**WORK TO DO:** Can you give the listing below as a Markdown table with a "Row" column for the row number and a "Line" column for the text, skipping blank lines?

**GIVEN RECORDS:**
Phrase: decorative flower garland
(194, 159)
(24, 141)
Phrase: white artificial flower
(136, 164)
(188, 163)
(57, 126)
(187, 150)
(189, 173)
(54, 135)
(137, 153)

**ANSWER TO THIS PROBLEM:**
| Row | Line |
|---|---|
| 1 | Phrase: decorative flower garland |
| 2 | (194, 159) |
| 3 | (24, 141) |
| 4 | Phrase: white artificial flower |
| 5 | (136, 164) |
| 6 | (188, 163) |
| 7 | (57, 126) |
| 8 | (187, 150) |
| 9 | (189, 173) |
| 10 | (54, 135) |
| 11 | (137, 153) |